[Stored data entries]
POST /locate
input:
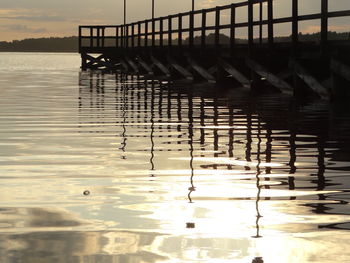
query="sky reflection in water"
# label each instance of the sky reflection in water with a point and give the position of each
(174, 174)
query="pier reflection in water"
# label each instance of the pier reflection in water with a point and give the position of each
(177, 174)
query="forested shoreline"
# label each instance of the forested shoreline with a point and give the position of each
(70, 44)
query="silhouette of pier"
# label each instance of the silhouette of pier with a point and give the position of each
(235, 44)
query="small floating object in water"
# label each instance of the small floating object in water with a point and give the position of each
(190, 225)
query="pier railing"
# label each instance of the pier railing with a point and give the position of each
(194, 27)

_What this task involves_:
Each entry above is to be restated exactly, without its images.

_Finished task_:
POST /locate
input:
query="sky reflection in water"
# label each instance of the sky reflection in water with a point and give the position of each
(174, 174)
query="pier reflection in water"
# label each instance of the pier reflection in water with a point and give the position of each
(177, 174)
query="forested shoreline"
# label each instance of the forested shoreline with a point and give the position of each
(70, 44)
query="silhouette of pier"
# label each instance of the silhouette of pier with a point and give the position of each
(235, 44)
query="small floating object in water"
# label each instance of the small floating object in water with a point and give the position of each
(190, 225)
query="pier railing"
# label each instance of the pier railing with a point and give the position of each
(194, 27)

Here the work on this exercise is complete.